##### Text shown #####

The balance between the gross liabilities of non-banks and the gross financial assets (including non-monetised financial assets) of non-banks is – as mentioned – equal to the net financial assets of the banks. Since direct financial claims and obligations among non-banks exactly offset each other, it follows that the balance between all liabilities towards banks of non-banks (= the volume of bank credit) and bank deposits (including bank debentures and banknotes) is always exactly equal to the net financial assets of banks.

bb) Digression: the relationship between the asset- and the liability-business of banks. ‘Orthodox’ credit theory – ‘modern’ credit theory – ‘third era’ of credit theory?

With given net financial assets of banks, there is – as just shown – a strict reciprocal relationship between the change in bank credit and the change in the sum of bank deposits plus stocks of banknotes held by non-banks. The relationships which were the subject of such fierce debate between the so-called orthodox and the so-called modern credit theory (whether deposits of non-banks need to exist before bank credit can be granted to non-banks, or whether credit needs to be created first, which in turn gives rise to deposits), can be represented by the following set of statements: 2

Partial statement: For any single bank, it is possible for the liabilities towards non-banks (bank deposits, circulation of debentures, circulation of acceptances outside the banking system, circulation of banknotes outside the banking system) to increase before lending to non-banks increases.

Relational statement: A single bank, as well as a group of banks GL , can (given constant net financial assets of all banks) increase its deposits of non-banks (including the circulation of debentures, acceptances, and banknotes) beyond its own lending to non-banks only if and to the extent that the complementary group increases its lending to non-banks beyond its deposits of non-banks.

In the course of this, the amount by which the group GL in question increases its deposits beyond the amount of its lending is always exactly equal to the increase in net claims of this group on its complementary group (increase in own stock of other banks’ notes, increase in own deposits at other banks, decrease of nostro liabilities), whilst the complementary group increases its net indebtedness to other banks to the extent that it increases its lending toward non-banks beyond its deposits of non-banks.

Global statement: For the aggregate of all banks, the sum of all deposits (including the circulation of debentures, acceptances, and banknotes) rises by the exact same amount as the sum of their lending.

Therefore, temporal discrepancies between increases in deposits and increases in loans are in all cases only possible for single banks or groups of banks. The sum and the average of all of these discrepancies over any period has to be zero for the aggregate of all banks at all times (as long as we abstract from changes in banks’ net financial assets arising from purchases, wage payments, interest and brokerage payments, etc.).

##### Records supplied #####

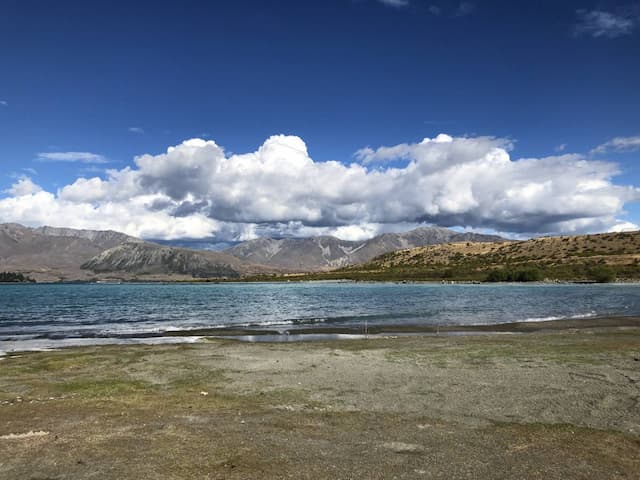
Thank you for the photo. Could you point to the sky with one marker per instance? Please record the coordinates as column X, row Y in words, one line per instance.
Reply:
column 233, row 120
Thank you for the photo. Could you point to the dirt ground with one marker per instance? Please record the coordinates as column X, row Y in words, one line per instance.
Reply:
column 558, row 405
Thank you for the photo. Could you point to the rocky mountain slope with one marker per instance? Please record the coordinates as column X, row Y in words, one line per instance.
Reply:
column 601, row 257
column 144, row 259
column 51, row 254
column 326, row 252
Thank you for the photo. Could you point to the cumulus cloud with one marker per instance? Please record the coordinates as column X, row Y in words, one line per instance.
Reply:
column 24, row 186
column 599, row 23
column 80, row 157
column 196, row 190
column 619, row 144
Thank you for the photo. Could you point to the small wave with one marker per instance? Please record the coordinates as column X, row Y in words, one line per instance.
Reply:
column 559, row 317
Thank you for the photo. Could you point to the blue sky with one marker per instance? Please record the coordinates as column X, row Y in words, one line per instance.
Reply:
column 88, row 86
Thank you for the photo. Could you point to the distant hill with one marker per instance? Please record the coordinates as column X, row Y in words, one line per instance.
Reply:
column 600, row 257
column 144, row 259
column 326, row 252
column 52, row 254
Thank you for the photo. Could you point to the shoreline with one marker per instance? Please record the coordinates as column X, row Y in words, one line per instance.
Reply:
column 554, row 404
column 295, row 334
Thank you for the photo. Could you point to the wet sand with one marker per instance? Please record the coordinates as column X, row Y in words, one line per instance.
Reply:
column 558, row 402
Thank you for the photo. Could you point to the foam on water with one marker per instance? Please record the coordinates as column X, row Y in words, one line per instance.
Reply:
column 75, row 314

#####

What to do:
1 - Answer these questions from the credit theory excerpt:
(a) Under the partial statement, what can increase for any single bank before lending to non-banks increases?
(b) Under the global statement, by how much does the sum of all deposits rise for the aggregate of all banks?
(c) What must the sum and the average of all temporal discrepancies over any period be for the aggregate of all banks?
2 - Please rewrite the entries from the line containing "Thank you for the photo. Could you point to the shoreline" through the end of the entries, replacing "Reply" with "Answer" and changing nothing else.
The entries are unrelated to the excerpt on credit theory.

Set of answers:
1 -
(a) The liabilities towards non-banks: bank deposits, circulation of debentures, circulation of acceptances outside the banking system, and circulation of banknotes outside the banking system.
(b) By the exact same amount as the sum of their lending.
(c) Zero.

2 -
Thank you for the photo. Could you point to the shoreline with one marker per instance? Please record the coordinates as column X, row Y in words, one line per instance.
Answer:
column 554, row 404
column 295, row 334
Thank you for the photo. Could you point to the wet sand with one marker per instance? Please record the coordinates as column X, row Y in words, one line per instance.
Answer:
column 558, row 402
Thank you for the photo. Could you point to the foam on water with one marker per instance? Please record the coordinates as column X, row Y in words, one line per instance.
Answer:
column 75, row 314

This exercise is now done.